Natural-language object grounding data

........

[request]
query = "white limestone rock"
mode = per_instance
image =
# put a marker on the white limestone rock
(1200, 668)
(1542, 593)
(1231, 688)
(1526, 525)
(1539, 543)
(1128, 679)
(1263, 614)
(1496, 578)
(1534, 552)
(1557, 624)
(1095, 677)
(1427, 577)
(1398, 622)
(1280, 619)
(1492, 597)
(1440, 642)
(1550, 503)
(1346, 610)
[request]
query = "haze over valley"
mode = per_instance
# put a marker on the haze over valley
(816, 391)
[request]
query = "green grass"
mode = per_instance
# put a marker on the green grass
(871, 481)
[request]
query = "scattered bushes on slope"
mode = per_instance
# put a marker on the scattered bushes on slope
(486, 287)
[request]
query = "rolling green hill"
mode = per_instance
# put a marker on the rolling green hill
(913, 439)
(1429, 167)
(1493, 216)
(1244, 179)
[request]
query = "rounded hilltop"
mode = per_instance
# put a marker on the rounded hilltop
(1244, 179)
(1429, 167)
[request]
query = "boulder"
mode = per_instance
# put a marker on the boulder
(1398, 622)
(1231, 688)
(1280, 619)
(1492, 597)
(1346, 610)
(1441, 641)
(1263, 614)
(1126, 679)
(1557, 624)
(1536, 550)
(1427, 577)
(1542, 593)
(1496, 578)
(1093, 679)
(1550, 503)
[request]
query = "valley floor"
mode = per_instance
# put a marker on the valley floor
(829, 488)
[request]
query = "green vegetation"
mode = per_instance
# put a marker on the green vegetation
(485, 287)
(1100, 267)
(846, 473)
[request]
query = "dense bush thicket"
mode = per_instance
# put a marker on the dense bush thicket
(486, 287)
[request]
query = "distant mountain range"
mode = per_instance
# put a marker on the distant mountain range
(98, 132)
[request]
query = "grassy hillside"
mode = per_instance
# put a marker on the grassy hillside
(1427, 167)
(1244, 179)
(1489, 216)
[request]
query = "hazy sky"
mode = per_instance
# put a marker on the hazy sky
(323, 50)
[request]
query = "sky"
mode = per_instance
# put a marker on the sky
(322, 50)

........

Directions> Would you please return all of the data exactly?

Your solution>
[request]
query = "white limestone rock"
mode = per_instance
image =
# put a marker on the white limestone rock
(1200, 668)
(1542, 593)
(1231, 688)
(1526, 525)
(1539, 543)
(1128, 679)
(1263, 614)
(1496, 578)
(1534, 552)
(1557, 624)
(1095, 677)
(1427, 577)
(1398, 622)
(1280, 619)
(1492, 597)
(1440, 642)
(1550, 503)
(1346, 610)
[request]
query = "haze over valley"
mode = per_instance
# put a marker on the haze over valley
(816, 391)
[request]
query = "green grass"
mode = per_instance
# put a marker on the green grass
(871, 481)
[request]
query = "scattered bushes on slope"
mode = per_instance
# put a marker on the scattered bushes on slope
(486, 287)
[request]
query = "rolling green hill"
mode = per_instance
# put a marker on the rolling green hill
(913, 439)
(1429, 167)
(1493, 216)
(1244, 179)
[request]
query = "rounded hilltop"
mode = per_instance
# put a marker on the rounded hilltop
(1244, 179)
(1429, 167)
[request]
query = "boulder"
mode = per_instance
# put a marker on the boulder
(1398, 622)
(1231, 688)
(1280, 619)
(1492, 597)
(1346, 610)
(1441, 641)
(1263, 614)
(1126, 679)
(1557, 624)
(1536, 550)
(1427, 577)
(1542, 593)
(1496, 578)
(1093, 679)
(1550, 503)
[request]
query = "valley floor"
mode = per_instance
# put a marker on the valley floor
(829, 488)
[request]
query = "green vegetation"
mode = per_instance
# put a marker on the green vegetation
(485, 287)
(1100, 267)
(846, 473)
[request]
query = "dense bush thicket"
mode = per_instance
# put a marker on the dense bush thicket
(486, 287)
[request]
query = "distant mountain range"
mode = per_instance
# put a marker on the distant mountain range
(98, 132)
[request]
query = "grassy hillside"
mode = per_instance
# put a marker on the grassy hillside
(1427, 167)
(1244, 179)
(1489, 216)
[request]
query = "hazy sky"
mode = per_instance
# put a marker on the hazy sky
(323, 50)
[request]
query = "sky"
mode = per_instance
# put a marker on the sky
(322, 50)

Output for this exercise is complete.